== Texte fourni

Votez VERT !

Le barnum médiatique général n’a pas cessé au long de cette campagne de résonner des mots de « sécurité » et d’« abstention ». Comment ce barouf peut-il tenir alors que le vrai péril, contre lequel les candidats écologistes aux élections départementales et régionales mènent un combat civique, est ailleurs ? Ce danger absolu, le voici résumé en quelques lignes :

« L’Homme, par son égoïsme trop peu clairvoyant pour ses propres intérêts, par son penchant à jouir de tout ce qui est à sa disposition, en un mot par son insouciance pour son avenir et pour ses semblables, semble travailler à l’anéantissement de ses moyens de conservation et à la destruction même de sa propre espèce.

En détruisant partout les grands végétaux qui protégeaient le sol, pour des objets qui satisfont son avidité du moment, il amène rapidement à la stérilité ce sol qu’il habite, donne lieu au tarissement des sources, en écarte les animaux qui y trouvaient leur subsistance, et fait que de grandes parties du globe, autrefois très fertiles et très peuplées à tous égards, sont maintenant nues, inhabitables et désertes (…). On dirait que l’homme est destiné à s’exterminer lui-même après avoir rendu le globe inhabitable. » (*)

Ces réflexions datent… de 1820 : il semble bien que nous nous approchions du stade qu’anticipait Jean-Baptiste de Lamarck (1744-1829), zoologue et botaniste, premier théoricien de l’évolution des espèces.

Chartres, son département, sa région

Ici et maintenant, plus personne ne peut nier que les lois du marché impactent chaque jour le cadre de vie, la santé, les conditions de vie (de travail et de transport, notamment) et la vie psychique. Reste à comprendre comment se répartissent les responsabilités.

Pour ce qui concerne notre ville, l’extrême importance des strates de pouvoir départemental et régional, chacune avec ses prérogatives spécifiques, est patente. Rien ne freine l’inexplicable folie bâtisseuse du maire. Sans les subventions de la Région, il n’aurait pu envisager de construire son Zénith et, sans le Département, il ne pourrait être question d’autoroute entre Dreux et Orléans. Sans parler de la reprise d’une marotte qui a sévi voici vingt ans avec le projet de Beauvilliers (planter un aéroport au milieu de la Beauce ; l’actuel maire en fut l’avocat principal), reprise, donc, sous forme de l’agrandissement de la piste de Châteaudun, inventée par des politiques en mal de chantiers pharaoniques, sans doute, puisque même le monde économique n’a rien demandé !

A chaque fois, il s’agit de canaliser l’argent public vers les méga-entreprises du bâtiment ; ou du stationnement, des panneaux urbains, de la vidéo-surveillance, énormes investissements dont le caractère profitable pour la collectivité n’est guère assuré, tandis que la rentabilité incertaine doit en être sans fin comblée par l’impôt. Rappelons-nous, en cette veille d’élections, la taxe additionnelle votée à l’automne dernier sans vergogne par la majorité ultra-libérale.

« Grands végétaux »

====

Série d'exercices:
**1.** Recopiez le passage de l'appel au vote écologiste qui commence par « Le barnum médiatique » et se poursuit jusqu'à « sa propre espèce. ».
**2.** Rédigez la suite de l'appel au vote écologiste à partir de l'endroit où il s'arrête.

== Données fournies

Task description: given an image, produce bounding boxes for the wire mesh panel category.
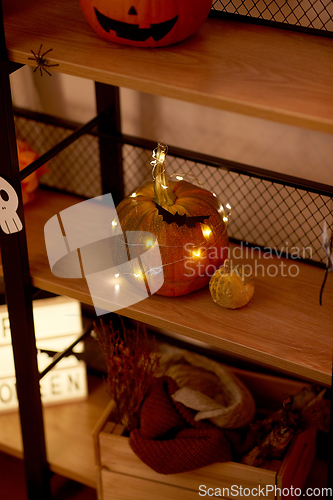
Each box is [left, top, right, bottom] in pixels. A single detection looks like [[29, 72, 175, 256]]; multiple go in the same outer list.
[[16, 113, 333, 263], [212, 0, 333, 32]]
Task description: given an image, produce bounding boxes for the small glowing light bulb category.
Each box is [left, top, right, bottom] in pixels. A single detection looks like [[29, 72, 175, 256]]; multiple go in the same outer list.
[[202, 226, 212, 238]]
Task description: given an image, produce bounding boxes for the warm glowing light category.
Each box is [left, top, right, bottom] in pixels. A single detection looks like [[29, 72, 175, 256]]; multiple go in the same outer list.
[[202, 226, 212, 238]]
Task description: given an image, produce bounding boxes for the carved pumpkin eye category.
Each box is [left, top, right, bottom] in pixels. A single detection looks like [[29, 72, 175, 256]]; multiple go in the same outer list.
[[80, 0, 212, 47]]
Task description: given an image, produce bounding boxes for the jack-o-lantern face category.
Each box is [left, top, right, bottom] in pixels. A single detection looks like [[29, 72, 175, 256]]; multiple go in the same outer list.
[[80, 0, 212, 47]]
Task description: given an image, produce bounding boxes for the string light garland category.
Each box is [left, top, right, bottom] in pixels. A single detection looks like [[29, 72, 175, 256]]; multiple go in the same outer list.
[[111, 145, 231, 289]]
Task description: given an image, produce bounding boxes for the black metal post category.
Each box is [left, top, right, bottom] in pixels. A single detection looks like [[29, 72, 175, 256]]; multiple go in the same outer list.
[[95, 82, 124, 205], [0, 3, 51, 500]]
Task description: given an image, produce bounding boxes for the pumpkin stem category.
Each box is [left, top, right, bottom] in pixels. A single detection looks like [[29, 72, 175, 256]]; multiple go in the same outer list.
[[151, 143, 177, 208]]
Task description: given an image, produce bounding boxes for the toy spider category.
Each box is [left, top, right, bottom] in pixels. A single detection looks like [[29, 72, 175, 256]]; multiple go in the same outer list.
[[28, 44, 59, 76]]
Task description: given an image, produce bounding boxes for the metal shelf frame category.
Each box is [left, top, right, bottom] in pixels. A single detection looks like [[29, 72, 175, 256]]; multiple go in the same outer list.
[[0, 1, 333, 500]]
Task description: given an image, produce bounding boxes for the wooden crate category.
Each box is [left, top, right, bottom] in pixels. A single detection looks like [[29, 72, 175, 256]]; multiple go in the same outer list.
[[93, 370, 316, 500]]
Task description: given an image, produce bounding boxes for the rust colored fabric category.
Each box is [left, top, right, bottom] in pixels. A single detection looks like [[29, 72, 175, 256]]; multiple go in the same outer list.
[[129, 377, 231, 474]]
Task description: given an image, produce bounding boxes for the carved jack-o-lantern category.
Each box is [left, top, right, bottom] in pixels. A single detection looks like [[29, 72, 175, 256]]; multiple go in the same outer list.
[[80, 0, 212, 47]]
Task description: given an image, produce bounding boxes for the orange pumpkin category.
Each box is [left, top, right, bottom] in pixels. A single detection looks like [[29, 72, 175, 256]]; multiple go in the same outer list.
[[16, 139, 49, 204], [117, 145, 228, 297], [80, 0, 212, 47]]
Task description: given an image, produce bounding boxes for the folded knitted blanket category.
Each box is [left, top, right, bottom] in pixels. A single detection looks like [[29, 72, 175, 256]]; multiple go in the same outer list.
[[129, 376, 231, 474]]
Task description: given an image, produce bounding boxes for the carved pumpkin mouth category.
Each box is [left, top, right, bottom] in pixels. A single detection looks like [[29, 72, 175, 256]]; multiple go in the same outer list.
[[94, 7, 178, 42]]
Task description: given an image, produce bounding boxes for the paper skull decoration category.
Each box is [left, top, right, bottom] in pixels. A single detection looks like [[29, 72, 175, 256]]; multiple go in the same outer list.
[[0, 177, 22, 234], [80, 0, 212, 47]]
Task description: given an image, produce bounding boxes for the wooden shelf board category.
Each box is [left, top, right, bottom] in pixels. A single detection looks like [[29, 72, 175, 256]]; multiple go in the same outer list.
[[1, 189, 333, 385], [3, 0, 333, 133], [0, 376, 110, 488]]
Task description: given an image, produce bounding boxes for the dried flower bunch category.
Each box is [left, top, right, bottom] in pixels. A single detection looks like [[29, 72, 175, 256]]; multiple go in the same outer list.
[[94, 319, 159, 431]]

====

Corrigé des exercices:
**1.**
Le barnum médiatique général n’a pas cessé au long de cette campagne de résonner des mots de « sécurité » et d’« abstention ». Comment ce barouf peut-il tenir alors que le vrai péril, contre lequel les candidats écologistes aux élections départementales et régionales mènent un combat civique, est ailleurs ? Ce danger absolu, le voici résumé en quelques lignes :

« L’Homme, par son égoïsme trop peu clairvoyant pour ses propres intérêts, par son penchant à jouir de tout ce qui est à sa disposition, en un mot par son insouciance pour son avenir et pour ses semblables, semble travailler à l’anéantissement de ses moyens de conservation et à la destruction même de sa propre espèce.

**2.**
Lamarck emploie cette image, comme on pourrait dire : « grands animaux ». Il y a du massacre dans l’air. C’est le cas à Chartres, où l’amour de la nature est vendu à grands frais (avec nos impôts) dans Votre Ville. En ce moment, après la vente d’une propriété rue des Petites-Filles-Dieu à des promoteurs, suivent les espaces des Perriers, le coteau du Clos vert : autant de bois et de bosquets vendus aux plus offrants pour remplir des quartiers d’immeubles dotés de parkings souterrains. Outre le rasage systématique (adieu les puits de fraîcheur, dont on a tant apprécié ces jours-ci la présence), sont forcément inscrites au programme la défiguration de Chartres et la perturbation de quartiers qui ne peuvent absorber ni la circulation, ni le soudain accroissement de population, quand ce n’est pas le danger pur et simple de constructions inconsidérées (dans des marnières, par exemple).

Ville en solde

Au cours du week-end des 13 et 14 juin, la société qui commercialise les logements de standing réalisés dans l’ancien collège Jeanne d’Arc, sis route de Lèves, offrait quinze mille euros de réduction sur la vente. En lisant le prospectus, on ne sait de quoi s’indigner plus : de l’accaparement du patrimoine collectif (c’était un lieu d’enseignement et, à ce titre, inaliénable dans le principe), des rabais consentis pour compenser une vente trop molle, alors que les constructions se poursuivent partout à un rythme effréné.

Tiens, quelqu’un est-il au courant ? Place Morard, là où l’EDF autrefois installée a laissé un terrain pollué, là aussi un promoteur cherche le chaland : qui sait si la dépollution a été effectuée ? Si oui, où consulter les preuves ?

Un autre exemple, un autre désastre et, là, on a installé des hublots pour mieux le voir ! Méthodes de vente parfois sadiques. C’est rue Noël-Ballay, vous avez deviné : il ne reste rien du jardin sauvage, impression de quartier bombardé. On a l’impression qu’une machine folle est lancée, comme s’il fallait user des cinq ans qui restent pour parfaire le saccage, profits pour les uns, pertes et désolation pour ceux qui subissent l’enlaidissement de leur rue, la perte pure et simple de la lumière (rue des Bouchers, rue Gabriel-Péri), d’un certain mode de vie, et contribuent à payer la note, quoi qu’il en soit.

A travers ces clichés glanés au hasard des déplacements dans la ville (et ce ne sont ici que quelques-uns), on mesure à quel point la concentration des pouvoirs locaux dans les mêmes mains politiques (présidence du département, mairie, agglo) est génératrice d’aberrations. Seuls des élus engagés au service d’une gestion sobre des ressources (le sol, la nature urbaine, l’agriculture) et d’une conception durable de l’économie et de l’emploi, d’une collectivité resserrée autour de projets humanistes, peuvent proposer des alternatives et, ainsi, rassurer, rétablir entre les citoyens l’indispensable concorde qui, elle-même, génère le respect du vivant… Deux siècles après la mise en garde de Lamarck qui, malgré son intuition, était loin d’imaginer les performances à venir.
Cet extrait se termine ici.